Items in the stored dataset:
◇ ◇ ◇ ◇ ◇

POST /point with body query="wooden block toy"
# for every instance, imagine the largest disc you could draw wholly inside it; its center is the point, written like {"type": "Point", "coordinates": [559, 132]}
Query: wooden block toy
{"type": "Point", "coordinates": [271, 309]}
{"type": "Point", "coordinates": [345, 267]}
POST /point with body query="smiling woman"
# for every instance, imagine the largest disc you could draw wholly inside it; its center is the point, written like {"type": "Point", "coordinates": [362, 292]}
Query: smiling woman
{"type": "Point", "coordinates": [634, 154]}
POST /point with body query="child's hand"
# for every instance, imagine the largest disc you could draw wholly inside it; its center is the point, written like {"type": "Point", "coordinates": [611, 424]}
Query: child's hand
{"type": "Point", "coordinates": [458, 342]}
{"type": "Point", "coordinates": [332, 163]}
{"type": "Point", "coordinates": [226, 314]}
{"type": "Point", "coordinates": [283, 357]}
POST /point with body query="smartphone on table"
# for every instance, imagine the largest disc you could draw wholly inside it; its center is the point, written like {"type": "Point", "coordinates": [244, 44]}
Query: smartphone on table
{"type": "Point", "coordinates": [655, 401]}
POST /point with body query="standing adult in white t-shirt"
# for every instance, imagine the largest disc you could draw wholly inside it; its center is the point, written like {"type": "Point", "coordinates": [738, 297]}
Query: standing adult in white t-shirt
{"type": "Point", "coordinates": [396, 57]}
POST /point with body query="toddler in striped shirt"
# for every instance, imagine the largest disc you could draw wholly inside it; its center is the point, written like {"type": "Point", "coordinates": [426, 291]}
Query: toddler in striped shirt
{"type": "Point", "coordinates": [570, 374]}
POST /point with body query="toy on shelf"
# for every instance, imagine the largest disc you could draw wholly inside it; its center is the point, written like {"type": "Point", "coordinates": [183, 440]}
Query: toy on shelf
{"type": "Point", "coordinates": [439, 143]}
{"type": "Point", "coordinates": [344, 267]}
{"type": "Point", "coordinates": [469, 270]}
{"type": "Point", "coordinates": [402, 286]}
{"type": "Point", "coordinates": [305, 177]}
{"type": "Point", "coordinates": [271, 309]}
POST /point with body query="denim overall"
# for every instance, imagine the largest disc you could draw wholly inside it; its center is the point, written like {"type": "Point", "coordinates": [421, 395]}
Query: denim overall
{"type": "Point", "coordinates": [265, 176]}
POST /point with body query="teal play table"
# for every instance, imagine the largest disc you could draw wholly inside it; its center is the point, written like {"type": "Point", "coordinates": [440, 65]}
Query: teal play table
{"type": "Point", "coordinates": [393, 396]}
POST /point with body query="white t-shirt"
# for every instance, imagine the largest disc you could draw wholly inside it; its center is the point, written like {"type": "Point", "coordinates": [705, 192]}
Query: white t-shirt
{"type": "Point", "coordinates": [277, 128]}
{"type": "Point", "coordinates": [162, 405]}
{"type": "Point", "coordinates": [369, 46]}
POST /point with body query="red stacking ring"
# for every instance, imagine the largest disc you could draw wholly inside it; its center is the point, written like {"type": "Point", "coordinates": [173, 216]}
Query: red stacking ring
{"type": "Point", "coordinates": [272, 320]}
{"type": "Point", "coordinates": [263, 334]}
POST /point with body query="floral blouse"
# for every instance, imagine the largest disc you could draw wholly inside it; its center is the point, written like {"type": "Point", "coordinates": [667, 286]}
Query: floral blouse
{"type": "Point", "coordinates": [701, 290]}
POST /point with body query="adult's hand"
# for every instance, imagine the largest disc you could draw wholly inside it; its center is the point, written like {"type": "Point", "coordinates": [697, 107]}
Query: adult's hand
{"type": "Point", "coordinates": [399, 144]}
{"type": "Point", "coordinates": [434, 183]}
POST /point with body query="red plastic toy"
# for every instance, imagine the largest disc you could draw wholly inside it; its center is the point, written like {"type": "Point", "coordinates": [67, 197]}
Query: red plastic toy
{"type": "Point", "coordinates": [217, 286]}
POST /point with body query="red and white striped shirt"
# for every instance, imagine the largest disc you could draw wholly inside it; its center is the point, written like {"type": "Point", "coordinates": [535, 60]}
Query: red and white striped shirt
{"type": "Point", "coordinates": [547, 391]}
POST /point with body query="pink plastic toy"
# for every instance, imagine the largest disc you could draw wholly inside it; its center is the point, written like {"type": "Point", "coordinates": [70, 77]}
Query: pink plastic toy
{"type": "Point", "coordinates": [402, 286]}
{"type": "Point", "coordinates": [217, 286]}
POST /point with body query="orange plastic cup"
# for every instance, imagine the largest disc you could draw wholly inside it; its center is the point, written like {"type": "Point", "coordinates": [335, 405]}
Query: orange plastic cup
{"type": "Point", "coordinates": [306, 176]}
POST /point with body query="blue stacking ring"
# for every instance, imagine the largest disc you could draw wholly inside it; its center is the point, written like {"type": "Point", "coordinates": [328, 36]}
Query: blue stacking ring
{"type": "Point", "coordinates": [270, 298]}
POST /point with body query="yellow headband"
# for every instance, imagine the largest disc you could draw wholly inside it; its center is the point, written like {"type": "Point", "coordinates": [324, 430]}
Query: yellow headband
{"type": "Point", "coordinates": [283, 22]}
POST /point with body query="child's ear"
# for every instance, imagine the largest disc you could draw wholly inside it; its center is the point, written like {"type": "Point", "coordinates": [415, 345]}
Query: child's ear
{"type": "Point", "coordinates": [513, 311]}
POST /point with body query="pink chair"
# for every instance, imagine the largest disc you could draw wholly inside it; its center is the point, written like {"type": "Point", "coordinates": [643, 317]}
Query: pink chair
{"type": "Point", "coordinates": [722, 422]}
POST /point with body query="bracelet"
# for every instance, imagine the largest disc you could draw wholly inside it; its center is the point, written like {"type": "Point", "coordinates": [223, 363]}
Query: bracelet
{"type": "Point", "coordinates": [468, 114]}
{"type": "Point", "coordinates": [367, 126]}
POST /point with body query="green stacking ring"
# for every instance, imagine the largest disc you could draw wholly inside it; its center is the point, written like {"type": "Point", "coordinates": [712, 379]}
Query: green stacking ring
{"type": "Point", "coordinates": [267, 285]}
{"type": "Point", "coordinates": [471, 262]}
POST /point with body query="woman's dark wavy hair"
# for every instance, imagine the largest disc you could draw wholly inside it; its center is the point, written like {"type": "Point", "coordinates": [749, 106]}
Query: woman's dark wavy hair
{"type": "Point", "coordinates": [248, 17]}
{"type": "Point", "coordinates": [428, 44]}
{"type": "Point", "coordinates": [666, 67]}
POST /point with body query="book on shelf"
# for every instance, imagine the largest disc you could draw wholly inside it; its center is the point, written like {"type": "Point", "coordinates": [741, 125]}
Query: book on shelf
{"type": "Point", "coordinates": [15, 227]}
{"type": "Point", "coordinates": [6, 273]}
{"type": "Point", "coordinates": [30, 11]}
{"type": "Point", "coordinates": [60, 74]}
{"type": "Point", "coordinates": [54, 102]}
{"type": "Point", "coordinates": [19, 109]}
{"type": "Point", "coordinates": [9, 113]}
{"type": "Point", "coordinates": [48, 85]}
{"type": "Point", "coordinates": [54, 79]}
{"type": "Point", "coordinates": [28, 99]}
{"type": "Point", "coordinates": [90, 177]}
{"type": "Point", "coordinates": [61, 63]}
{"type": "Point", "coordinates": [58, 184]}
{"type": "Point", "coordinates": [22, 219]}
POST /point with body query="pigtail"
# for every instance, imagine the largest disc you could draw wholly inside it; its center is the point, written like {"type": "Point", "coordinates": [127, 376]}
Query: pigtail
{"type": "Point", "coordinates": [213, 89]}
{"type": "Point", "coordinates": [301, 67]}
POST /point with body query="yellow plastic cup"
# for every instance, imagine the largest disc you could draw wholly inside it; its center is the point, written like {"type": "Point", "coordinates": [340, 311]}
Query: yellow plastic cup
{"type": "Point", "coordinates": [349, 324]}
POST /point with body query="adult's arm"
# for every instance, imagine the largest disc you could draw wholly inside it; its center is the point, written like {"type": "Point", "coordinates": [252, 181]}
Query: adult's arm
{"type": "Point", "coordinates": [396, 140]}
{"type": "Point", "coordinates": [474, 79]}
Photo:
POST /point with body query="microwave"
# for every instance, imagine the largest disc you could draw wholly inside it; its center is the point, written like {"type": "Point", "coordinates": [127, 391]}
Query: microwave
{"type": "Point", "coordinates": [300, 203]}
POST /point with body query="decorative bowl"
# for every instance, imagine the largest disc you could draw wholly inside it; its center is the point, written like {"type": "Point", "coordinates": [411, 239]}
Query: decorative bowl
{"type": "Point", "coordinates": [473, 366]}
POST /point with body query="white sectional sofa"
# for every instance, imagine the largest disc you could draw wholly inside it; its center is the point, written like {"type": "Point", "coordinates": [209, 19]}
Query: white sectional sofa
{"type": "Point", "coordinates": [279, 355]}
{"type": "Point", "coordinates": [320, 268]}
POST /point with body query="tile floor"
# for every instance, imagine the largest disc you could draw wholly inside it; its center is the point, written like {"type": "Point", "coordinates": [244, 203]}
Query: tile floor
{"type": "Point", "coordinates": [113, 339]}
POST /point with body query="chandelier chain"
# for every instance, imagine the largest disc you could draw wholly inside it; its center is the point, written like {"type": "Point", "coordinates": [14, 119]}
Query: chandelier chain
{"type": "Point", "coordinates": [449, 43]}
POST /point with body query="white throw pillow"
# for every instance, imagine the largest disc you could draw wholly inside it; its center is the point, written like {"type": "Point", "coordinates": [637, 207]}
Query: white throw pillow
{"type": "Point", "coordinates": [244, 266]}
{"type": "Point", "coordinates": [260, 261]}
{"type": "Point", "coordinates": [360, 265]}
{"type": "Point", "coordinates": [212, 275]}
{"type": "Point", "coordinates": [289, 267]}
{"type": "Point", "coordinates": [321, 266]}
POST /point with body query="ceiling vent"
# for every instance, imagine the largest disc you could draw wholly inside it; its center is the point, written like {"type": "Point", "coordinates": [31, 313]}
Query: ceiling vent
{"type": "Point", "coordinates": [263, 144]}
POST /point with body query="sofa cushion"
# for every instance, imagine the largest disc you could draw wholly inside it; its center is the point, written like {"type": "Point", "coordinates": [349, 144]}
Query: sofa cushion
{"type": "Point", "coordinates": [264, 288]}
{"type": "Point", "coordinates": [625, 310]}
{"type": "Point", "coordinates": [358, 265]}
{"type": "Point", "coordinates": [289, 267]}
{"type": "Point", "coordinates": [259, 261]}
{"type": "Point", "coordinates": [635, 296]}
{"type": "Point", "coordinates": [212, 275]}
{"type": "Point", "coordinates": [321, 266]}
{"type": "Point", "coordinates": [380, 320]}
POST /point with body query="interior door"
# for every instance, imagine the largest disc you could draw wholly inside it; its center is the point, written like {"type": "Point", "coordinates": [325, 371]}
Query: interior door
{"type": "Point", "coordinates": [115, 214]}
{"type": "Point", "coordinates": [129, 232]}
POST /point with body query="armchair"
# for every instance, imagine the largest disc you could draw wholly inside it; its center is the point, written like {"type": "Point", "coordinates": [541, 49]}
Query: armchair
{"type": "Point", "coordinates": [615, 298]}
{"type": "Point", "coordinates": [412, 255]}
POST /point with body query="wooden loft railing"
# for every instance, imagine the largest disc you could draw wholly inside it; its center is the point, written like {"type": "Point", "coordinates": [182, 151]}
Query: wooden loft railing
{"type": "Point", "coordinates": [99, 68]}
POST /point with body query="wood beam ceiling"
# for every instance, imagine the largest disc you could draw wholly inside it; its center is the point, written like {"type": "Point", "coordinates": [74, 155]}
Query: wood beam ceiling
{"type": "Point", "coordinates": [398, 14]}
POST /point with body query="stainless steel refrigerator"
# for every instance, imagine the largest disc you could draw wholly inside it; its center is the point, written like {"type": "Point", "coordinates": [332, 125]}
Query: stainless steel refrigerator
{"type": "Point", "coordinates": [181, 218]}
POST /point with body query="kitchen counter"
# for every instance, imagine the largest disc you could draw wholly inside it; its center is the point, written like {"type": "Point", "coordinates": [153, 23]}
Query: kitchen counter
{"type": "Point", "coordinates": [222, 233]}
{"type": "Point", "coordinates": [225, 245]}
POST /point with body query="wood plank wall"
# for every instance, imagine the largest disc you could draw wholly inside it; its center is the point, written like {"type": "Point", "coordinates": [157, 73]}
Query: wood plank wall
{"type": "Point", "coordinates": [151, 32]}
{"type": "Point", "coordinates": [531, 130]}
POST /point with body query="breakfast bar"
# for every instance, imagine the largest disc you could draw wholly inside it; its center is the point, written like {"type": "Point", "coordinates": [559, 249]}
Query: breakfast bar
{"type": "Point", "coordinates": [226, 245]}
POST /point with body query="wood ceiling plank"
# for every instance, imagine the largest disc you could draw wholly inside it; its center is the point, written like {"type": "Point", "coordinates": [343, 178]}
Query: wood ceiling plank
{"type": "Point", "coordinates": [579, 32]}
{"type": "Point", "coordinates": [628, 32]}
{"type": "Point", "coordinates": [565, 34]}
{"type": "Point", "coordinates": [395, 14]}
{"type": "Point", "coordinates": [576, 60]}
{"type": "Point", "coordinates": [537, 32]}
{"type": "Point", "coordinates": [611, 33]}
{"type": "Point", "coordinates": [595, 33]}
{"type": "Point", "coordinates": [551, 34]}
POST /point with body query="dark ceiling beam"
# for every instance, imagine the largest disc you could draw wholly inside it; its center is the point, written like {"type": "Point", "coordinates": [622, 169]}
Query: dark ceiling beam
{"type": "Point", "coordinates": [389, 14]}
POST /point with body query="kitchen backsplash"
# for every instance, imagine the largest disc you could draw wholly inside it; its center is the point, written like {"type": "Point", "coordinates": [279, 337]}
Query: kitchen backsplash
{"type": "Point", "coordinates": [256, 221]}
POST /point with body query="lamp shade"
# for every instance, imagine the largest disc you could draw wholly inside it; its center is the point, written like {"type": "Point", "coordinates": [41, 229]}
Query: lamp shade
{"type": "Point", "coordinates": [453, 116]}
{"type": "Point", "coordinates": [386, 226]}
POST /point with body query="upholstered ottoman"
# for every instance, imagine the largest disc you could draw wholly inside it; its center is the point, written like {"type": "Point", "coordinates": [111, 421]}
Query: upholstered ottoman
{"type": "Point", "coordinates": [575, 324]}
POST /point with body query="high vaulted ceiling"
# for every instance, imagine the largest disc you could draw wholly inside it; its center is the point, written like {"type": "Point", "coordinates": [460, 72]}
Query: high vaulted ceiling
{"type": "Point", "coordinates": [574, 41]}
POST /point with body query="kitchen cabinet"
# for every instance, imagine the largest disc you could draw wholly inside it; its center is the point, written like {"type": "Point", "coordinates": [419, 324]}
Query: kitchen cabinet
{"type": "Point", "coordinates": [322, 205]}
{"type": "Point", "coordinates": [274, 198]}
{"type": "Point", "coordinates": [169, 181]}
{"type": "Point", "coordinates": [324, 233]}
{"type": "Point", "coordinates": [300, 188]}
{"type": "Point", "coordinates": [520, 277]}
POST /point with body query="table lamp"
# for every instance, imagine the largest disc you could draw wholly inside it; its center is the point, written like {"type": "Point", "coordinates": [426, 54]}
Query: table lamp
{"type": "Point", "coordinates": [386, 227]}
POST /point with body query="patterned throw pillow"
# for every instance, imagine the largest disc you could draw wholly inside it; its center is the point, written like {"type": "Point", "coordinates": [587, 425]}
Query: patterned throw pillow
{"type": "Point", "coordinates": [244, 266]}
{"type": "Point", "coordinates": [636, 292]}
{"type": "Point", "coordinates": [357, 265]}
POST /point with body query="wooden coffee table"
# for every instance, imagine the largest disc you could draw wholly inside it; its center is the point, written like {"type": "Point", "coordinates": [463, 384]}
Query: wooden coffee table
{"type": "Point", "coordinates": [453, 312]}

◇ ◇ ◇ ◇ ◇

Short problem: Pick out each line in the items above that contains the string "refrigerator" and copy it. Matching is case-sensitive.

Response to this exercise:
POST /point with body query="stainless steel refrigerator"
Query: stainless steel refrigerator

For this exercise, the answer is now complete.